Valero Energy Corp. v. Teco Pipeline Co., 2 S.W.3d 576 (Tex.App.-Houston [14th Dist.] 1999, no pet.), involved a natural gas pipeline operating agreement which called for arbitration of any dispute on "any matter within the scope of the Operating Agreement." Id. at 581. In the face of claims for breach of fiduciary duty, fraud, tortious interference, and professional malpractice, and an assertion that there was a separate, undocumented partnership between the parties out of which the dispute arose, the Fourteenth Court of Appeals held that, since there was no evidence of any relationship between the parties outside the joint venture contemplated by the operating agreement, arbitration was required.
On the other hand, Perlstein v. D. Steller 3, Ltd., 109 S.W.3d 36 (Tex.App.-Corpus Christi 2003, pet. filed), involved three agreements, (1) a letter of intent to purchase, which resulted in (2) a purchase agreement, and (3) a post-purchase limited partnership agreement. The limited partnership agreement called for arbitration of any dispute "directly or indirectly concerning this Agreement or the breach hereof or the subject matter hereof." Id. at 38. The dispute was about whether one party fraudulently induced the other to enter into the purchase agreement. Rejecting the argument that the agreements were merged, the court of appeals denied arbitration, holding the dispute outside the scope of the arbitration clause.
In cases ordering arbitration of tort claims, the claims either related directly to the agreement itself or arose from the legal relationship governed by the agreement containing the arbitration clause. Here, Loy's employment agreement governed his role as an employee, C.F.O. of HomeUSA, and did not touch his role as a director of the corporation. Couched in terms of the Fridl test, Fleetwood's claim that, by selling his vote as a director or by failing as a director to disclose his alleged agreement with Harter, Loy breached his fiduciary duty, (1) can stand alone, (2) is a tort completely independent of the employment relationship that then existed between Loy and HomeUSA, and (3) could be maintained without reference to the employment agreement. See Mediterranean Enters., Inc. v. Ssangyong Corp., 708 F.2d 1458, 1464 (9th Cir. 1983) ("arising hereunder" covers disputes relating to the interpretation and performance of the contract itself, not unrelated torts).
See In re J.D. Edwards World Solutions Co., 87 S.W.3d 546 (Tex. 2002) (claim of fraudulent inducement of agreement "involv[es]" agreement, thus arbitration ordered).

Description of the task → List the types of claims the passage on arbitration clauses names in its account of Valero Energy Corp. v. Teco Pipeline Co.

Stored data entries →
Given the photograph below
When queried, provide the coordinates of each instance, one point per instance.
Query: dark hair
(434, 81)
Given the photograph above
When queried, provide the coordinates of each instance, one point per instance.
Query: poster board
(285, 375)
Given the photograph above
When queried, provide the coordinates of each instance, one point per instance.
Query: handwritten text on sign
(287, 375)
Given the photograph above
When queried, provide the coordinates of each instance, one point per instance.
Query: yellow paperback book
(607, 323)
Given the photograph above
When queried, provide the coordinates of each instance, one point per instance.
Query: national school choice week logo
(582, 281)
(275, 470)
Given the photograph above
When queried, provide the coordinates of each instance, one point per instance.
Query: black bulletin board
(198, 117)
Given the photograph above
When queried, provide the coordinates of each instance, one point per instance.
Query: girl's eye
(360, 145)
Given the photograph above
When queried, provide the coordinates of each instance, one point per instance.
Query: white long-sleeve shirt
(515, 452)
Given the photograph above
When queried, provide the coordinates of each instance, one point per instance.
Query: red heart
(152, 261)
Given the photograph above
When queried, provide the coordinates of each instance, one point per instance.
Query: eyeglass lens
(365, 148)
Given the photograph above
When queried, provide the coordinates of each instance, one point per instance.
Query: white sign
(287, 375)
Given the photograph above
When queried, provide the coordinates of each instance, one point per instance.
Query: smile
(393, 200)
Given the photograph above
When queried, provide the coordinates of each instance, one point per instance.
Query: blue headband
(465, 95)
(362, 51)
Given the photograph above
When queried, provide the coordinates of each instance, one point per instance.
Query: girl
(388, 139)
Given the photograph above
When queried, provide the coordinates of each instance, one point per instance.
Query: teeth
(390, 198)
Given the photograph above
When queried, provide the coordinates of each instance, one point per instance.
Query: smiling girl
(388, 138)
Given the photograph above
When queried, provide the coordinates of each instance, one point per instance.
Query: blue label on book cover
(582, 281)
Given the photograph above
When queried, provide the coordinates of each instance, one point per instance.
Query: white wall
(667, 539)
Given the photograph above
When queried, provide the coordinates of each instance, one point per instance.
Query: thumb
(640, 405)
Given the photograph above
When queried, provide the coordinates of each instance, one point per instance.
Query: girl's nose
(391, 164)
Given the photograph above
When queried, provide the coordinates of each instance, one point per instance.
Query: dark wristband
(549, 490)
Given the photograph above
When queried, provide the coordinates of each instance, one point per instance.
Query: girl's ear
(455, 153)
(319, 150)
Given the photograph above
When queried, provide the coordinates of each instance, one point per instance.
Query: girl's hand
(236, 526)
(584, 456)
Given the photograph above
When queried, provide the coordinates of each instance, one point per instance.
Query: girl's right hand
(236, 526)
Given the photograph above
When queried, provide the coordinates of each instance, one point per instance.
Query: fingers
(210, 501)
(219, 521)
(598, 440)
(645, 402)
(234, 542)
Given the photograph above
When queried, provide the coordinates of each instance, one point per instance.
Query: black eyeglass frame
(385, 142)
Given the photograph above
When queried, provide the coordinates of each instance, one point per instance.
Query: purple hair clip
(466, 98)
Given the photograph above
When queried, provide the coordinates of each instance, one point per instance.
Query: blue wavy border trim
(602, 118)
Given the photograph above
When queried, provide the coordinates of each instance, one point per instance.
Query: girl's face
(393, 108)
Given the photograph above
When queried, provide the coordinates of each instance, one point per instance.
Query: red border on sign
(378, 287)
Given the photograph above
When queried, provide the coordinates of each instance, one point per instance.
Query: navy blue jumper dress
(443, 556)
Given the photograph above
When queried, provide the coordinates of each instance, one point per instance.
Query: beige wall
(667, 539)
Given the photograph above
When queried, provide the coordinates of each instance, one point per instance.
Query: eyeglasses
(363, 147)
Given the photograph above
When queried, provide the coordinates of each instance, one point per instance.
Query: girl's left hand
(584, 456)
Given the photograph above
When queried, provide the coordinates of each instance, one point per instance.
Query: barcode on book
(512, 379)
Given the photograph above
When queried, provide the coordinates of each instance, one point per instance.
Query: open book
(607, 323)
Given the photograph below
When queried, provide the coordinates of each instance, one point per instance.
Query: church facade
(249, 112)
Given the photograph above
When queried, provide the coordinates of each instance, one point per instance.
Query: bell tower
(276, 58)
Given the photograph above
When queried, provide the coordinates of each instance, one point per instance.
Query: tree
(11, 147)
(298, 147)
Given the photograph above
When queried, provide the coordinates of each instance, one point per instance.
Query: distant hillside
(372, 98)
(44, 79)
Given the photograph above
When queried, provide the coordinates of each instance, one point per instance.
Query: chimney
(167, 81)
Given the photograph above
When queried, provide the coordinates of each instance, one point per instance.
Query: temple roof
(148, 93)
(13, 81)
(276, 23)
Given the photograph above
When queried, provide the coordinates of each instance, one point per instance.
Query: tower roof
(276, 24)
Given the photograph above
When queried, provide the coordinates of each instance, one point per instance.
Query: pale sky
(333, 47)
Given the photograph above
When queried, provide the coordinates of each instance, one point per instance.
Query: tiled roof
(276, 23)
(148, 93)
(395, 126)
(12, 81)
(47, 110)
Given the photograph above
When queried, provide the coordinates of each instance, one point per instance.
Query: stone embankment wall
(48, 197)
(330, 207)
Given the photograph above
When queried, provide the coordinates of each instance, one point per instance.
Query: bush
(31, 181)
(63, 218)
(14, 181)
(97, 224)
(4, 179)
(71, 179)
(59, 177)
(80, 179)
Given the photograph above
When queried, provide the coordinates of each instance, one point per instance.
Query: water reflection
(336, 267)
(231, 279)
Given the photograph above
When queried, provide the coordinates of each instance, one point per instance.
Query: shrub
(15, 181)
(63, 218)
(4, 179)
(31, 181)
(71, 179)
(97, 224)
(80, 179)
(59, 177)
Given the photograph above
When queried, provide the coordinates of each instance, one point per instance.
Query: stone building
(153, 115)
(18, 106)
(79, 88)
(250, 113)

Reply to the exercise →
- Breach of fiduciary duty
- Fraud
- Tortious interference
- Professional malpractice